The American academics, based at the American University in RAK (Aurak), have a 27-year-old son who is both blind and autistic and they are using their personal and professional expertise to set up the emirate’s first special needs diagnostic centre for adults and children.

“There’s a community need, and not just schools or higher education,” said maths teacher Mr Waller.

“We want to be able to offer affordable services for the community in a way that can be sustained by the university personnel rather than by an external agency.”

Mrs Waller is a diagnostician for special needs, the only one in the emirate. Since arriving in the UAE 18 months ago, she and her husband have worked to make diagnosis more accessible.

“Right now, people have to travel to Abu Dhabi and Dubai,” she said.

The couple are applying for funding through local sources to buy tests which cost between Dh9,000 and Dh22,000.

Parents pay about Dh1,500 for a diagnosis which Mr Waller said is “much more expensive than in the US”.

“We want a system that’s pro-rated on the income of the parents,” he said.

**EXERCISE REQUIREMENTS**
1. For each statement below, say whether it agrees with the article on the special needs diagnostic center. Answer yes or no, and quote the deciding words of the article.
(a) Mrs Waller is the only special needs diagnostician in the emirate.
(b) The couple's son is 18 years old.
(c) Parents pay about Dh1,500 for a diagnosis.
2. Extend the article on the special needs diagnostic center, starting after its final sentence.
The records have no connection to the article on the special needs diagnostic center.

**GIVEN RECORDS**
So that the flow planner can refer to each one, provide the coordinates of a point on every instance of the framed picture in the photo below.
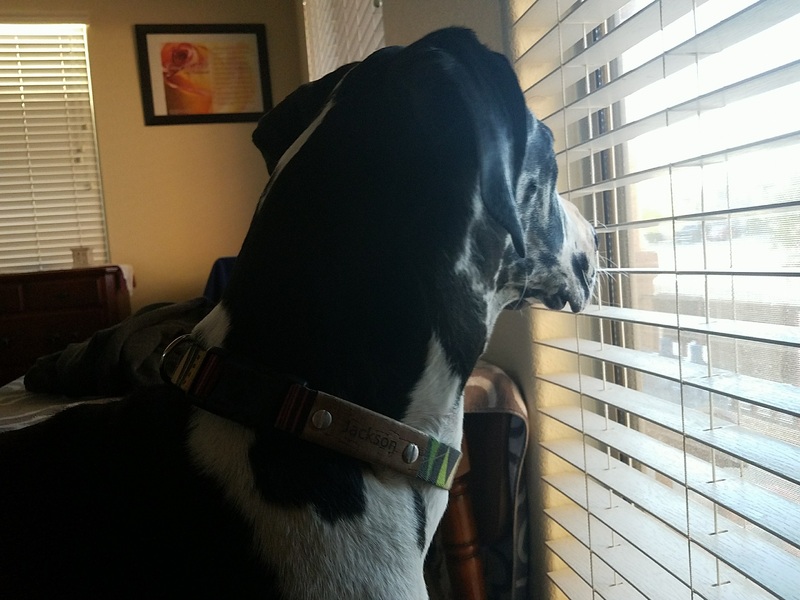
(203, 73)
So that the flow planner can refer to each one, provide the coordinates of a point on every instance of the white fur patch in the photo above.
(437, 409)
(372, 557)
(292, 150)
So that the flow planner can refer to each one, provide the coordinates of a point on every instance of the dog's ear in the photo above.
(492, 102)
(281, 126)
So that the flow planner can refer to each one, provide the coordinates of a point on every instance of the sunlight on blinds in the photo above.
(339, 32)
(50, 191)
(670, 410)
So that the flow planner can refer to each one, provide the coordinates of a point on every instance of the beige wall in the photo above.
(178, 196)
(408, 20)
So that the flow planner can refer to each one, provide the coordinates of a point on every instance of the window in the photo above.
(50, 193)
(670, 410)
(341, 31)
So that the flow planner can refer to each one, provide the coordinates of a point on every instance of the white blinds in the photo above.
(339, 32)
(50, 192)
(671, 410)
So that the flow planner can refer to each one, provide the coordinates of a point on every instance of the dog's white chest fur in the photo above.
(373, 556)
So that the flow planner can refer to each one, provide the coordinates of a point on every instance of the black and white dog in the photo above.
(412, 198)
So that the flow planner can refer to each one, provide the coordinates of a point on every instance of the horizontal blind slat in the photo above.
(777, 396)
(50, 189)
(738, 547)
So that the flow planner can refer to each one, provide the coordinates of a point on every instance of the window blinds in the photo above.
(670, 410)
(50, 192)
(339, 32)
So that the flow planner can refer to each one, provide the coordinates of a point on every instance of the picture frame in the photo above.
(203, 73)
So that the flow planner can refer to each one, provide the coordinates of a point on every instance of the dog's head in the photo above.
(559, 265)
(412, 196)
(450, 96)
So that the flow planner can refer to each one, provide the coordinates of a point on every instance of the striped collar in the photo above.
(219, 385)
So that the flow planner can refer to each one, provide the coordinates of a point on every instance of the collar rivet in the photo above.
(322, 419)
(411, 454)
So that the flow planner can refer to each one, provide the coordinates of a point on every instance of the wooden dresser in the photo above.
(42, 312)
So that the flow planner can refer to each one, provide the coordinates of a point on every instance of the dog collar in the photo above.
(225, 388)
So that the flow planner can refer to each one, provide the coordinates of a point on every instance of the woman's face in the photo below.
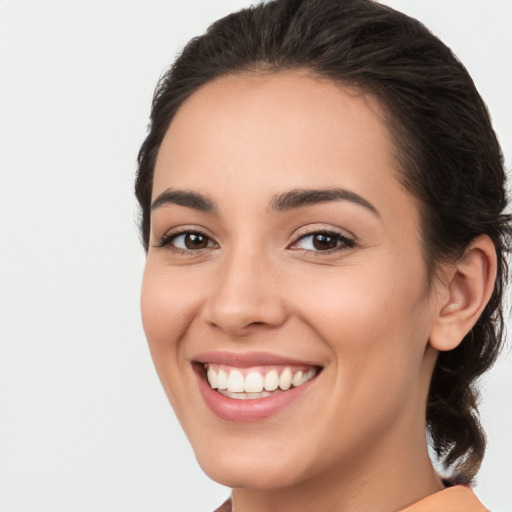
(283, 246)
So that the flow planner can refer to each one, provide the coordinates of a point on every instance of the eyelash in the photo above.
(342, 241)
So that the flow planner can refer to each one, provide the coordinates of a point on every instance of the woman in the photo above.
(322, 201)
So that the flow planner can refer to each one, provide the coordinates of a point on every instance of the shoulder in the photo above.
(225, 507)
(454, 499)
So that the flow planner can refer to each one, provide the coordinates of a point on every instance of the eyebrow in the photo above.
(293, 199)
(299, 198)
(185, 198)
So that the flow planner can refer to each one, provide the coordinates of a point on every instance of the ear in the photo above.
(464, 289)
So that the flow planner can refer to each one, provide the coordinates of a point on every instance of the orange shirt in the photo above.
(452, 499)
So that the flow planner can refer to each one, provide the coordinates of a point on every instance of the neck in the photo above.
(365, 483)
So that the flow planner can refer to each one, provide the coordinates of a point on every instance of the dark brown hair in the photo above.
(447, 151)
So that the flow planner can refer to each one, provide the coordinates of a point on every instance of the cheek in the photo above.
(169, 303)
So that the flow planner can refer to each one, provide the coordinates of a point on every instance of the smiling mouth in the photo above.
(256, 382)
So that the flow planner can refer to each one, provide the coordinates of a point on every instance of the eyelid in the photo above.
(165, 241)
(348, 241)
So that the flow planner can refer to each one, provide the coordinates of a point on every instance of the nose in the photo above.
(247, 295)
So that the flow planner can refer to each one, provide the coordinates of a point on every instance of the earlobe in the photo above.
(466, 288)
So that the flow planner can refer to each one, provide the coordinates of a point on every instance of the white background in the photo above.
(84, 424)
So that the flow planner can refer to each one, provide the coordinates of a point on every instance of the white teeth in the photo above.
(271, 380)
(212, 378)
(297, 379)
(222, 380)
(236, 381)
(285, 381)
(310, 374)
(253, 382)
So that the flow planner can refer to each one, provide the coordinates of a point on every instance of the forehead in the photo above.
(254, 133)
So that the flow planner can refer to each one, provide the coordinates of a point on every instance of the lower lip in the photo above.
(255, 409)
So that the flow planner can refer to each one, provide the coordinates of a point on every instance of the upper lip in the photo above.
(248, 359)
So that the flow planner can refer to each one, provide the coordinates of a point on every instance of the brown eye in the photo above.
(323, 242)
(195, 241)
(186, 241)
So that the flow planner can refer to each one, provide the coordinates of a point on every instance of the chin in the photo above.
(236, 469)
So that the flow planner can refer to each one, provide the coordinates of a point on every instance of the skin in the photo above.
(364, 312)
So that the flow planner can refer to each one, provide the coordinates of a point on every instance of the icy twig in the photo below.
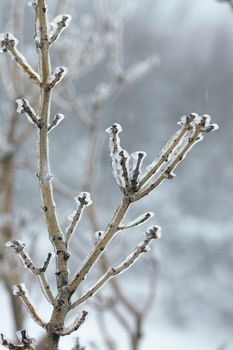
(8, 43)
(18, 246)
(165, 153)
(26, 342)
(56, 77)
(58, 25)
(137, 222)
(196, 126)
(56, 121)
(82, 201)
(101, 244)
(136, 168)
(23, 106)
(20, 291)
(151, 233)
(74, 326)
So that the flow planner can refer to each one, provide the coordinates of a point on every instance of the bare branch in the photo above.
(56, 77)
(56, 121)
(137, 222)
(26, 342)
(74, 326)
(18, 246)
(8, 43)
(58, 25)
(20, 291)
(23, 106)
(82, 201)
(152, 233)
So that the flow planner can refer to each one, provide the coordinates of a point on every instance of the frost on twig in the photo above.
(74, 326)
(56, 121)
(23, 106)
(82, 201)
(18, 246)
(8, 43)
(137, 222)
(25, 341)
(127, 172)
(153, 232)
(56, 77)
(119, 157)
(57, 26)
(21, 291)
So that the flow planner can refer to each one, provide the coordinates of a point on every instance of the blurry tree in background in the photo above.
(84, 94)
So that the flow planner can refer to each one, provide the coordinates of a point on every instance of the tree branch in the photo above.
(152, 233)
(20, 291)
(9, 44)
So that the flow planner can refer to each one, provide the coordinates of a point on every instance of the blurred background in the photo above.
(190, 47)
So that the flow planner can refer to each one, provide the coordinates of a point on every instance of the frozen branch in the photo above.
(151, 233)
(82, 201)
(56, 121)
(192, 127)
(18, 246)
(74, 326)
(26, 342)
(196, 125)
(56, 77)
(20, 291)
(137, 160)
(23, 106)
(137, 222)
(57, 26)
(8, 43)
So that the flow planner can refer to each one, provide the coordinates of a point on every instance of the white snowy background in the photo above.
(194, 304)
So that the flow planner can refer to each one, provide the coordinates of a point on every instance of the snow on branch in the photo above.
(21, 291)
(82, 201)
(19, 246)
(119, 157)
(56, 77)
(137, 222)
(56, 121)
(153, 232)
(57, 26)
(74, 326)
(192, 128)
(23, 106)
(126, 171)
(25, 341)
(8, 43)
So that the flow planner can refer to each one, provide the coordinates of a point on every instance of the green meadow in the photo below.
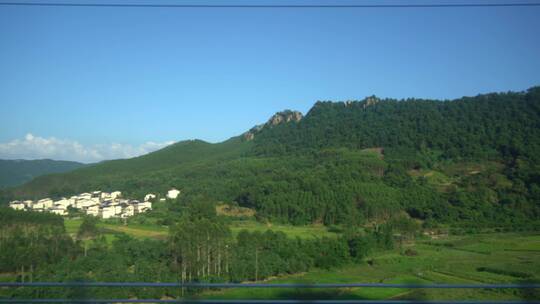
(160, 232)
(475, 259)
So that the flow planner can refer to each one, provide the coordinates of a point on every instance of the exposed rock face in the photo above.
(284, 116)
(370, 101)
(276, 119)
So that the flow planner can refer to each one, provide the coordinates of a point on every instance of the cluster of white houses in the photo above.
(102, 204)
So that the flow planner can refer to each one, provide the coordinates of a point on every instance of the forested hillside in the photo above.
(473, 161)
(17, 172)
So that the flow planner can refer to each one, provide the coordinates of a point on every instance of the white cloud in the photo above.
(35, 147)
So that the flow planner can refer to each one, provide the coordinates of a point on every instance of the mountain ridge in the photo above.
(344, 161)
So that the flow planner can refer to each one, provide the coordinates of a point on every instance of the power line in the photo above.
(133, 5)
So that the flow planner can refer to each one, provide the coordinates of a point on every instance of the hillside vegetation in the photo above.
(470, 162)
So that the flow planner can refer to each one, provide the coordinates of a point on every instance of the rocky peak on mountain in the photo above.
(369, 101)
(276, 119)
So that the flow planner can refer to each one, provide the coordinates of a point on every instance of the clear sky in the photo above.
(136, 79)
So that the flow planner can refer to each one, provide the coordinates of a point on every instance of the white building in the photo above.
(116, 194)
(128, 211)
(107, 212)
(173, 193)
(63, 202)
(45, 203)
(28, 203)
(85, 195)
(17, 205)
(105, 196)
(58, 211)
(93, 210)
(143, 207)
(149, 196)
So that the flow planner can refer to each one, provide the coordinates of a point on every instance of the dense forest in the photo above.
(473, 161)
(200, 248)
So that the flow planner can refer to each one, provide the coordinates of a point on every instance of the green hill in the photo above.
(19, 171)
(473, 161)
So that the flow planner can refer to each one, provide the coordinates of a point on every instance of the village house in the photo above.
(173, 193)
(98, 203)
(17, 205)
(149, 196)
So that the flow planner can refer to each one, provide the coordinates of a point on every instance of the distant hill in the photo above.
(470, 161)
(17, 172)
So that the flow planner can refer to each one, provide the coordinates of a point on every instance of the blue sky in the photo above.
(139, 78)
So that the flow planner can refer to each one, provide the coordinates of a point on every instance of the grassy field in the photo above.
(160, 232)
(508, 258)
(304, 232)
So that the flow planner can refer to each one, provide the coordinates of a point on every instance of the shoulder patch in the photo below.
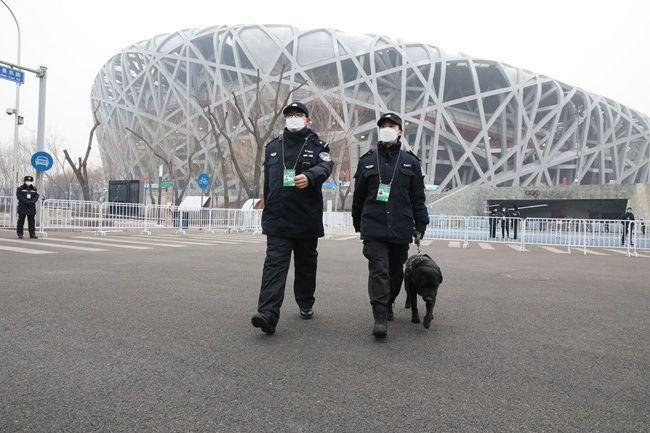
(416, 157)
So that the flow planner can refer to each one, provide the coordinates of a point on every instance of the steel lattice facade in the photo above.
(469, 120)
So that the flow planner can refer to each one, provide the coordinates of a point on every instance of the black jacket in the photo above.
(290, 212)
(27, 198)
(628, 218)
(391, 221)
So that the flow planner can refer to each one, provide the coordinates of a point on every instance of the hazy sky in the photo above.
(600, 46)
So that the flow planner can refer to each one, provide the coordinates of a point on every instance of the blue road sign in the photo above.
(11, 74)
(203, 180)
(42, 160)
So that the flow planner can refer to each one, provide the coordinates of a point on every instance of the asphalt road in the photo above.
(160, 340)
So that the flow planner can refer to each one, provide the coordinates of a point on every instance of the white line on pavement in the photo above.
(103, 244)
(24, 250)
(48, 244)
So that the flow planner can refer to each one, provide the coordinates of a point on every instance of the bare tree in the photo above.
(168, 161)
(81, 170)
(262, 106)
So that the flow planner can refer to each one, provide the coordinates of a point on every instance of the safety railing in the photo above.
(444, 227)
(630, 236)
(495, 229)
(5, 211)
(69, 215)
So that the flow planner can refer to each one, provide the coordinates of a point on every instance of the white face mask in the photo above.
(295, 123)
(387, 135)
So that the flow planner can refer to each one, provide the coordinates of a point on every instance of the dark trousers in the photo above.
(385, 270)
(276, 268)
(505, 228)
(493, 227)
(31, 224)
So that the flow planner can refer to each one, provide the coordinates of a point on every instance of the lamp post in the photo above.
(14, 168)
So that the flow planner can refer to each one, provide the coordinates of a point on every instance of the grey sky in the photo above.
(600, 46)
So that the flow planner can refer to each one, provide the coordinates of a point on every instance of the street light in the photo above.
(16, 113)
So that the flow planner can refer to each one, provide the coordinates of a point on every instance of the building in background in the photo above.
(470, 120)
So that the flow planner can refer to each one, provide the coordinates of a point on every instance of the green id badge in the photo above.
(288, 177)
(383, 192)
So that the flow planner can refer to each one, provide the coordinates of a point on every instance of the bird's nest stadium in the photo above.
(470, 120)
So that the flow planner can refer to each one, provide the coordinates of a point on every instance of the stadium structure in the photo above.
(470, 120)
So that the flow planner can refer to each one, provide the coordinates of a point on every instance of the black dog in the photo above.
(422, 277)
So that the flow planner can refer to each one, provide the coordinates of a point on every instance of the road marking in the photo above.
(595, 253)
(102, 244)
(554, 250)
(24, 250)
(126, 241)
(48, 244)
(517, 247)
(184, 242)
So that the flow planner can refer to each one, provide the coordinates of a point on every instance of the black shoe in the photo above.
(306, 313)
(380, 329)
(264, 322)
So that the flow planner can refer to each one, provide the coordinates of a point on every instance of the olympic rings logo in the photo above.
(532, 192)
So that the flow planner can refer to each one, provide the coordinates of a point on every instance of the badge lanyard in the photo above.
(383, 192)
(288, 175)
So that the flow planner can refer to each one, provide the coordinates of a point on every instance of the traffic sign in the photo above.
(203, 180)
(42, 160)
(11, 74)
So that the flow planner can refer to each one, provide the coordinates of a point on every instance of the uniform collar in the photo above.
(394, 149)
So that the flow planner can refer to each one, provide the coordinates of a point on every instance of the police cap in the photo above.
(390, 117)
(295, 106)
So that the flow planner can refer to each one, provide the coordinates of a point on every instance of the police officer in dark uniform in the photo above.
(628, 225)
(388, 209)
(27, 199)
(504, 217)
(515, 215)
(493, 222)
(295, 166)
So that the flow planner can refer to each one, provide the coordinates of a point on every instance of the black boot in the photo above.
(380, 329)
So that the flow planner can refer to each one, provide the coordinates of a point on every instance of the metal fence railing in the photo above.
(5, 211)
(102, 218)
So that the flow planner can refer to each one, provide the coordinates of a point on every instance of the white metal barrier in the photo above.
(338, 224)
(69, 215)
(569, 233)
(443, 227)
(5, 211)
(495, 229)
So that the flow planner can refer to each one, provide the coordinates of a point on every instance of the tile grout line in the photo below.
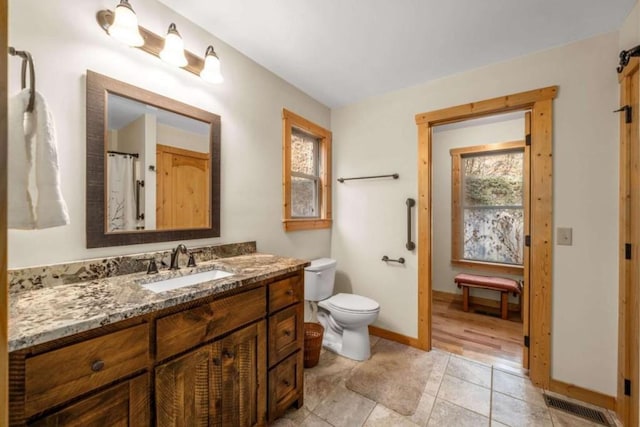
(491, 399)
(444, 371)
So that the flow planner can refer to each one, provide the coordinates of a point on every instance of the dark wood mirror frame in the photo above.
(98, 89)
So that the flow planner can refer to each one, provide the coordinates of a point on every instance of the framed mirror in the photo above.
(153, 167)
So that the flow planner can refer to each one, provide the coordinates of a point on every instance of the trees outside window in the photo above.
(306, 174)
(488, 204)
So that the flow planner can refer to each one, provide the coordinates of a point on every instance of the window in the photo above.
(488, 188)
(306, 174)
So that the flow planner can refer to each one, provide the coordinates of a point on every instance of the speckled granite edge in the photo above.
(100, 268)
(45, 314)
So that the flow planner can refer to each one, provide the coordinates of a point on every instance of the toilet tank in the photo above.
(319, 279)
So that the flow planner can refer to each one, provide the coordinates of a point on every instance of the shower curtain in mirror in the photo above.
(121, 193)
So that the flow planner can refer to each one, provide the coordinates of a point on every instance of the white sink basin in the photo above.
(184, 281)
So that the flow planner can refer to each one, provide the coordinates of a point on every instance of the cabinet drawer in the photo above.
(59, 375)
(286, 385)
(285, 292)
(126, 404)
(286, 333)
(181, 331)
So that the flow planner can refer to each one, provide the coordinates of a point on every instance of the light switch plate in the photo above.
(564, 236)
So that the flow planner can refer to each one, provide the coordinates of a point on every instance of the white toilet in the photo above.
(345, 317)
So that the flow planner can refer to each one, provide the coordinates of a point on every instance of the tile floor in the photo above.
(459, 392)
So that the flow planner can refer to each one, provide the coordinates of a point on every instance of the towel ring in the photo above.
(27, 59)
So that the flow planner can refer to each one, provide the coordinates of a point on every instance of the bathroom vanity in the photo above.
(225, 352)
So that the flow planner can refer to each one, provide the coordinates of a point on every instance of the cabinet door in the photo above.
(124, 405)
(242, 382)
(184, 394)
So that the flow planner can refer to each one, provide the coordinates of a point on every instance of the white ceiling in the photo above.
(341, 51)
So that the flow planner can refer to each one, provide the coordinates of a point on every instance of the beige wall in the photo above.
(503, 128)
(174, 137)
(379, 136)
(66, 41)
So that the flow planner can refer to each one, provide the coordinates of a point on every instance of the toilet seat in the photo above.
(350, 303)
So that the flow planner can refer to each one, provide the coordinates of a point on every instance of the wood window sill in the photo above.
(305, 224)
(516, 270)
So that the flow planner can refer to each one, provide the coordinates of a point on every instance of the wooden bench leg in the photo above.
(504, 305)
(465, 298)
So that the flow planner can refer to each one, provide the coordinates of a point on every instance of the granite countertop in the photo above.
(41, 315)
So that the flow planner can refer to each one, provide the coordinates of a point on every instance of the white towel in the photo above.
(29, 132)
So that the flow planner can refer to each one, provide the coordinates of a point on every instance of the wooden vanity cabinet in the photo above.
(219, 384)
(126, 404)
(286, 344)
(222, 360)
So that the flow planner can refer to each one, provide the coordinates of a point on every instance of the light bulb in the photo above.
(173, 51)
(211, 70)
(125, 25)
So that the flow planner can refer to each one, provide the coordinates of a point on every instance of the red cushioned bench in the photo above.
(504, 285)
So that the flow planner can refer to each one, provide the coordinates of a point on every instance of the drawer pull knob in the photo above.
(97, 366)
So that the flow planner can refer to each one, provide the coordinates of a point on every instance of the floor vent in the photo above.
(578, 410)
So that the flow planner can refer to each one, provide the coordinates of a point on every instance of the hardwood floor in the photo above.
(480, 337)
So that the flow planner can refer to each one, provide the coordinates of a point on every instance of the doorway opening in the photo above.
(538, 271)
(480, 189)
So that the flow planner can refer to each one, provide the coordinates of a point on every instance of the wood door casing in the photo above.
(629, 277)
(183, 189)
(540, 102)
(524, 298)
(4, 299)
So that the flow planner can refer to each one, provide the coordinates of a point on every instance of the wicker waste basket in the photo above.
(313, 333)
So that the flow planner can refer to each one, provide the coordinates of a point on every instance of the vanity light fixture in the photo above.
(173, 51)
(125, 25)
(170, 49)
(211, 70)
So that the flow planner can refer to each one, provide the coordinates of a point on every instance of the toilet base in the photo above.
(353, 344)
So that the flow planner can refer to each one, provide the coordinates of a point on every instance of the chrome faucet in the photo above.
(181, 248)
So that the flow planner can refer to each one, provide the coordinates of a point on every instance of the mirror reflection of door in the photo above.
(182, 188)
(168, 184)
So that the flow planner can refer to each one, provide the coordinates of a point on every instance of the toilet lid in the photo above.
(351, 302)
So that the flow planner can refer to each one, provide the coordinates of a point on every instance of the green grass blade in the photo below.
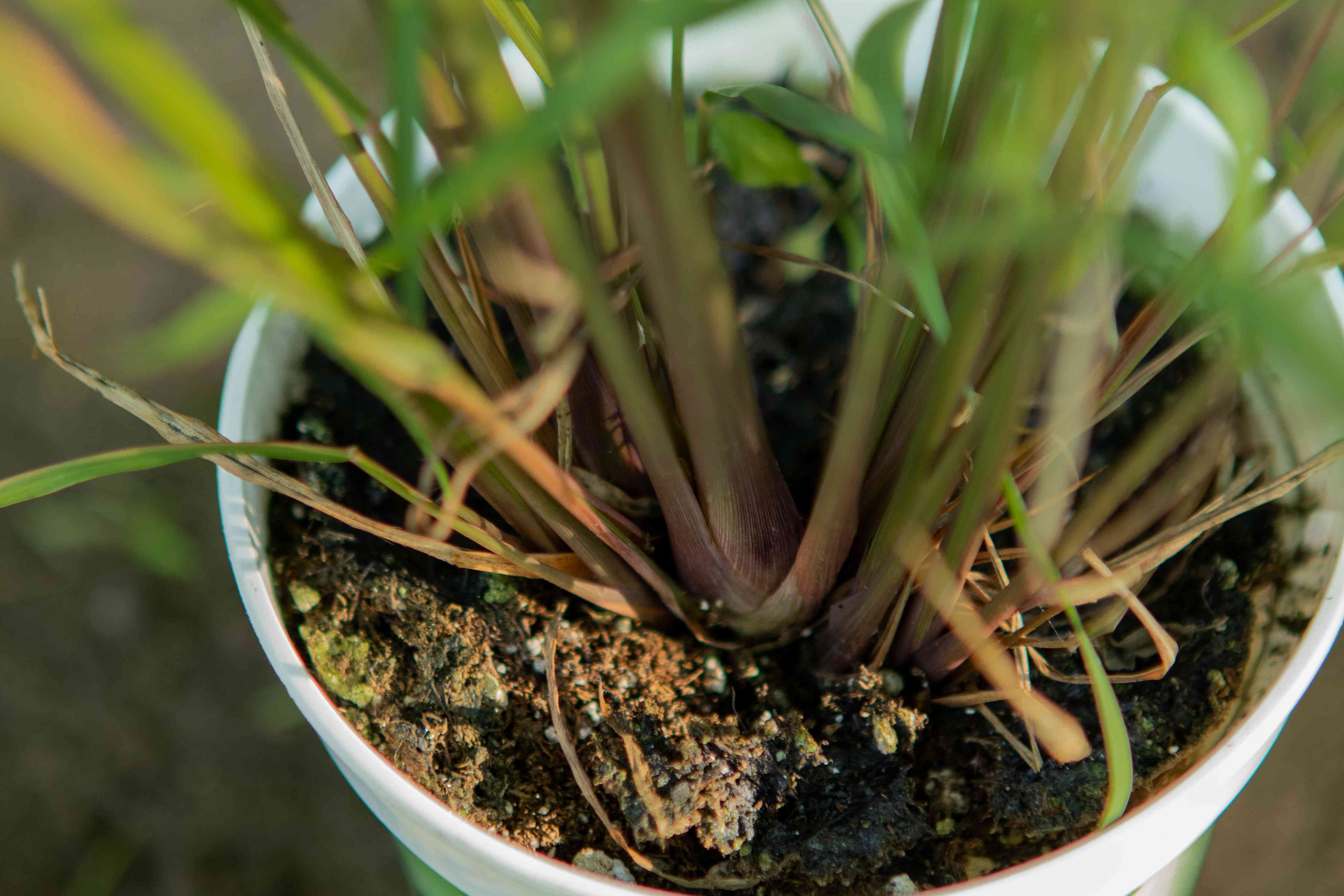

**ANSWERS GIVEN**
1.
(a) Yes: "Mrs Waller is a diagnostician for special needs, the only one in the emirate."
(b) No: "have a 27-year-old son"
(c) Yes: "Parents pay about Dh1,500 for a diagnosis"

2.
Mrs Waller, the university’s manager of counselling, testing and disability services, has worked with teachers and said there was a “desperate” need to train them in working with special needs children.

“Teachers just don’t know what to do,” she said. “They try their best but they don’t understand what they need to be doing. They are very open to ask how but don’t have the skills that they need and I don’t know that they know where to go and acquire those skills.”

The couple were unable to bring their son with them to the UAE as there were no facilities to accommodate him.

“Our son is part of the reason to do this,” he said. “We know what parents are going through.”